Benchmark highlighted a series of positive developments over the past two weeks for Magnite, including a key legal outcome involving Google (NASDAQ:GOOGL) and the adtech antitrust trial. The analysts believe that Magnite’s unique position in the market and the shift towards programmatic advertising, especially in the Connected TV (CTV) sector, will benefit the company. The company’s solid financial position is reflected in its healthy current ratio of 1.14 and revenue growth of 7.82% over the last twelve months.
The firm also pointed out that Magnite has demonstrated the ability to grow even in challenging market conditions, such as those experienced post-election. This growth trajectory puts Magnite on course to achieve a net cash position by the end of the year and to enhance its stock buyback capabilities.
Benchmark’s valuation of Magnite shares at just 7 times its estimated 2026 EBITDA reflects a conservative stance, which is 5% below the street’s estimate. Nonetheless, the firm anticipates that Magnite will continue to deliver double-digit revenue growth and mid-teens EBITDA expansion in a normalized market environment. InvestingPro analysis suggests the stock is currently undervalued, with 12+ additional exclusive insights available to subscribers through the comprehensive Pro Research Report.
In other recent news, Magnite reported mixed fourth-quarter results, with revenue surpassing expectations at $194 million, compared to the forecasted $184.29 million, marking a 4% year-over-year increase. However, the company’s adjusted earnings per share fell short, coming in at $0.34 against an expected $0.38. Despite the earnings miss, Magnite’s Q4 adjusted EBITDA rose 9% year-over-year to $76.5 million, maintaining a 42% margin. Notably, Contribution ex-TAC from connected TV (CTV) grew 23% year-over-year to $77.9 million, outperforming the company’s guidance. Looking ahead, Magnite anticipates total Contribution ex-TAC growth above 10% for 2025, with mid-teens growth excluding political advertising. Benchmark analysts have maintained a Buy rating on Magnite, raising the price target to $25.00, citing strong growth prospects in the programmatic CTV sector. Analyst Dan Kurnos noted that Magnite’s performance in the CTV segment was a highlight, despite a miss on headline numbers in a recent earnings report. The company plans to address its convertible debt and possibly shift towards a more aggressive capital return policy for shareholders.
--- --- ---
## PROBLEMS TO SOLVE
**a.** In the Magnite article, rewrite everything from "The firm also" down to "stock buyback capabilities.", putting "difficult market conditions" in place of "challenging market conditions".
**b.** List every dollar amount given in the Magnite article.

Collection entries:
--- --- ---
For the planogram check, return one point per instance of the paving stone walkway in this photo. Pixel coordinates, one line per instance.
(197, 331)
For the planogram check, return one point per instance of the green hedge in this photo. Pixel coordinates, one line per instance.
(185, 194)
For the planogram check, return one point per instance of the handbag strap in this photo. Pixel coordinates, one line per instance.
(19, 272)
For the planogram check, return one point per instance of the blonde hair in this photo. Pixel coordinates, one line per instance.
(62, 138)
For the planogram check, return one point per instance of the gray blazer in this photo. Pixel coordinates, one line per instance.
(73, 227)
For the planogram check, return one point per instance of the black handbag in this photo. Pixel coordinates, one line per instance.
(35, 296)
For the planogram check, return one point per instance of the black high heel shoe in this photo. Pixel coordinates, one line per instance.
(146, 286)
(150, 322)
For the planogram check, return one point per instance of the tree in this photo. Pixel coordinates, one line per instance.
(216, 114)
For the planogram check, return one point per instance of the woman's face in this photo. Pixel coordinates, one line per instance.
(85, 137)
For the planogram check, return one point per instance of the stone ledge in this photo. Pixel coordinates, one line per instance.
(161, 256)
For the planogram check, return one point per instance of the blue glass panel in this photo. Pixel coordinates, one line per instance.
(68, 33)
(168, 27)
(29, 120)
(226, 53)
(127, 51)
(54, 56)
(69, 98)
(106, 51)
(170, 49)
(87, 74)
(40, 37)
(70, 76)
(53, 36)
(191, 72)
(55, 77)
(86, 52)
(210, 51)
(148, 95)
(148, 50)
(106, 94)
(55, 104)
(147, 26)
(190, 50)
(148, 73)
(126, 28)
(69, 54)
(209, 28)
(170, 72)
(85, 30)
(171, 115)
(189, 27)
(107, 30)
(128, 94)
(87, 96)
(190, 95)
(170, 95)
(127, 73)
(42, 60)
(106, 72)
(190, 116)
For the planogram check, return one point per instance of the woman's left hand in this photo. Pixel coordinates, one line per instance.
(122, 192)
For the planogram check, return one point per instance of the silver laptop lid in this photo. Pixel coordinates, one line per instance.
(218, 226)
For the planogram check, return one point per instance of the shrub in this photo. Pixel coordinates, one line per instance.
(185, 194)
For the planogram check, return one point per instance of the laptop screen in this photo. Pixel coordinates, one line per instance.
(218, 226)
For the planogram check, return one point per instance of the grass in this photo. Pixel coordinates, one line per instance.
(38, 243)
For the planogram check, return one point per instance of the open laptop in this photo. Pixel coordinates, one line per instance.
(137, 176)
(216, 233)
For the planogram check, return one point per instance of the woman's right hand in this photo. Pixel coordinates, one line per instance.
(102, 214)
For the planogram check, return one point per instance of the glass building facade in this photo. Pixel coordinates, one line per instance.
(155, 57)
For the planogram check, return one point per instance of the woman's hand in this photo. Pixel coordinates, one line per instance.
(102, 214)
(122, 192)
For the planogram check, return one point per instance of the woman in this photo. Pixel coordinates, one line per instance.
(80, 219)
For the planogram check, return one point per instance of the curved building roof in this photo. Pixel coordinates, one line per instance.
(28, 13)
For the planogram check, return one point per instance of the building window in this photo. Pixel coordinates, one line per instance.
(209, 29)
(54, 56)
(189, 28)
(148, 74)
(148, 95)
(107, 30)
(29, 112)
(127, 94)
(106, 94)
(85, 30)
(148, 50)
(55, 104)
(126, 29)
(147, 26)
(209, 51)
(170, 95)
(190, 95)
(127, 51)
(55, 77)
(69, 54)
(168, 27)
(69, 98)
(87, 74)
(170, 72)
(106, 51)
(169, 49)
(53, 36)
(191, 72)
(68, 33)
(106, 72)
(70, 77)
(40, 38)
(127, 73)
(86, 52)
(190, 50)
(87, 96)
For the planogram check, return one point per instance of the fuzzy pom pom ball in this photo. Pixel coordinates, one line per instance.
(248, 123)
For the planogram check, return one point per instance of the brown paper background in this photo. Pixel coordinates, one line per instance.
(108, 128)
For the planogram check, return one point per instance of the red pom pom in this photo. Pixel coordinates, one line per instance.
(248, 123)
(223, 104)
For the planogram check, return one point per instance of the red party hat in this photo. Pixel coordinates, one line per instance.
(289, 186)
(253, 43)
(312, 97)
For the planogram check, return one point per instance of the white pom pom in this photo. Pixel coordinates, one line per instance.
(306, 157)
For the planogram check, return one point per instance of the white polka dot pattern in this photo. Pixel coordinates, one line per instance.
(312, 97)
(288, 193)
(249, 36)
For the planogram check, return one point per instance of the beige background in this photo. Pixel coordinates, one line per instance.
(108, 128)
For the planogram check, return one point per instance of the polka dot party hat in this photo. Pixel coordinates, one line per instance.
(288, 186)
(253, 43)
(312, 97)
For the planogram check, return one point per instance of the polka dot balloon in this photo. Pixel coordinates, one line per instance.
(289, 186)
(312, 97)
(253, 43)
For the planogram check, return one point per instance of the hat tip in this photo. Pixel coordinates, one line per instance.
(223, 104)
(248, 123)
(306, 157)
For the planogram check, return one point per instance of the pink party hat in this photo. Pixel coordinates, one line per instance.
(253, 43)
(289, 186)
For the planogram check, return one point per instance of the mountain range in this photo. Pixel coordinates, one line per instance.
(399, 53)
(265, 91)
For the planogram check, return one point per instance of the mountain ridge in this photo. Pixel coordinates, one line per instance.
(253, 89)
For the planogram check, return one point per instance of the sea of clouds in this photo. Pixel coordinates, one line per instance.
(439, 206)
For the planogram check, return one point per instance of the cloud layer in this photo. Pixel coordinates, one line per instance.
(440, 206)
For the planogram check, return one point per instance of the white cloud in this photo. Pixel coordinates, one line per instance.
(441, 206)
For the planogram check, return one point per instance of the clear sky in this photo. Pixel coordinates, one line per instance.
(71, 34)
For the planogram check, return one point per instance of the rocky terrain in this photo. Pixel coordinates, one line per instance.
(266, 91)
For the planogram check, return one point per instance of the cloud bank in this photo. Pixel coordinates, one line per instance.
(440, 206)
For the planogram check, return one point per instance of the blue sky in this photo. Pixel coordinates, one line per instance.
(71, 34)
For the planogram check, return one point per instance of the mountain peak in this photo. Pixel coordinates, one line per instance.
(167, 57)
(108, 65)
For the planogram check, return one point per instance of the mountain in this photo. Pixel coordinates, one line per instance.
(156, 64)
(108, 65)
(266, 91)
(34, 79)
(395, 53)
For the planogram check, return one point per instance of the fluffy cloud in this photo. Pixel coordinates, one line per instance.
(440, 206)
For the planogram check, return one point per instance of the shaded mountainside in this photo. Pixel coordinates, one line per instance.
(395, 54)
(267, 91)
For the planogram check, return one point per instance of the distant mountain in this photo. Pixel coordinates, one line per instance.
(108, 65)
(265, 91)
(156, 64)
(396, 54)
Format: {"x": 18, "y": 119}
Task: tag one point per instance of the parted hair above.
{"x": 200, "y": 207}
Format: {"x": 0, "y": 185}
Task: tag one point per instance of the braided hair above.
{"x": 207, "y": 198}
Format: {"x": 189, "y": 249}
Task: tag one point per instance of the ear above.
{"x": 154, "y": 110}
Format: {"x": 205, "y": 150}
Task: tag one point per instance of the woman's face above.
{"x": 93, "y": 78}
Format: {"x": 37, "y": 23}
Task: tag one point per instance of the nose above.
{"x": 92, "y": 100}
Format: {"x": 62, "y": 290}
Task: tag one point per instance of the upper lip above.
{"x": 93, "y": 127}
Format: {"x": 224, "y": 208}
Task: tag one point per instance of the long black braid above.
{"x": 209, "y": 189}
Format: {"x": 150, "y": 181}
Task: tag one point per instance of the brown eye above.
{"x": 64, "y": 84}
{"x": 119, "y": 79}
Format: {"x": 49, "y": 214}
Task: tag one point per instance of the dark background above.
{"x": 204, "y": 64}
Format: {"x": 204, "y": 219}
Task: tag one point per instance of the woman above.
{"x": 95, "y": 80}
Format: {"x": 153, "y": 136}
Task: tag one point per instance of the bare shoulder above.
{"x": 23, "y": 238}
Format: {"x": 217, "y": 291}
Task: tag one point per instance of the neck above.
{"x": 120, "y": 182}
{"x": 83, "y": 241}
--- --- ---
## EXPECTED RESPONSES
**a.**
The firm also pointed out that Magnite has demonstrated the ability to grow even in difficult market conditions, such as those experienced post-election. This growth trajectory puts Magnite on course to achieve a net cash position by the end of the year and to enhance its stock buyback capabilities.

**b.**
- $194 million
- $184.29 million
- $0.34
- $0.38
- $76.5 million
- $77.9 million
- $25.00